## [VORLIEGENDER TEXTAUSZUG]
Ukrainisches Tagebuch:Es wächst schon wieder was

Lesezeit: 3 min

Oxana Matiychuk arbeitet an der Universität von Tscherniwzi (Czernowitz) im Westen der Ukraine. (Foto: Universität Augsburg/Imago/Bearbeitung:SZ)

Ein Besuch im ukrainischen Westen, wo viele Binnenflüchtlinge untergekommen sind: Eine deutsche Politikerin kennt sich hier erstaunlich gut aus.

Wir sind in Czernowitz mit Rebecca Harms unterwegs. Einer Politikerin, der man die Ukraine nicht erklären muss. Für Harms ist die Ukraine kein abstraktes Land irgendwo dazwischen, in der Einflusszone der Russischen Föderation, das aus für manche Westeuropäer nach wie vor nicht nachvollziehbaren Gründen versucht, sich diesem Einfluss zu entziehen. Im Gegensatz zu einigen deutschen Intellektuellen und Politikern, die sich für dieses Land vor dem Angriffskrieg gerade mal so viel interessiert haben, dass sie die Hauptstadt und vielleicht noch den Boxer Vitali Klitschko als Bezüge benennen konnten, ihre weiteren Kenntnisse über die Ukraine speisten sich wohl aus dem russischen Narrativ. Dafür hatten sie jede Menge Lösungsvorschläge für die Ukraine - wie die Aufrufe zum sich Ergeben und "Friedensmanifeste".

Harms hat einen nüchternen, realistischen, keinesfalls verklärenden Blick auf die Ukraine - und auf das gegenwärtige Geschehen. Sie erzählt, wie sie zum ersten Mal 1988 in Kiew war. Damals lernte sie unter anderem Jurij Schtscherbak kennen, der sie nach Tschernobyl begleitete und viel erzählte. Danach ließ dieses Land sie nicht mehr los. Wie viele von den deutschen Intellektuellen würden diesen Namen kennen, frage ich mich. Ein bedeutender Schriftsteller, Mitbegründer der Grünen Partei der Ukraine in den Neunzigern und Autor der ersten Dokumentarerzählung über die atomare Katastrophe "Tschornobyl" (1987).

## [DATENAUSZUG]
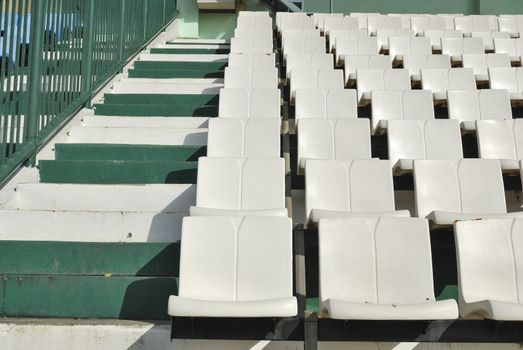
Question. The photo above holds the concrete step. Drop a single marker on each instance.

## [AUFGABEN]
#1 Gib den Abschnitt des ukrainischen Tagebuchs zwischen "Ukrainisches Tagebuch:Es wächst" und "erstaunlich gut aus.", beide eingeschlossen, wieder und ersetze darin "Binnenflüchtlinge" durch "Binnenvertriebene".
#2 In welchem Jahr war Rebecca Harms laut dem ukrainischen Tagebuch zum ersten Mal in Kiew?
#3 Übersetze diesen Satz aus dem ukrainischen Tagebuch ins Englische: "Harms hat einen nüchternen, realistischen, keinesfalls verklärenden Blick auf die Ukraine - und auf das gegenwärtige Geschehen."

## [ENDERGEBNISSE]
#1
Ukrainisches Tagebuch:Es wächst schon wieder was

Lesezeit: 3 min

Oxana Matiychuk arbeitet an der Universität von Tscherniwzi (Czernowitz) im Westen der Ukraine. (Foto: Universität Augsburg/Imago/Bearbeitung:SZ)

Ein Besuch im ukrainischen Westen, wo viele Binnenvertriebene untergekommen sind: Eine deutsche Politikerin kennt sich hier erstaunlich gut aus.

#2 1988

#3 Harms has a sober, realistic, in no way idealizing view of Ukraine - and of current events.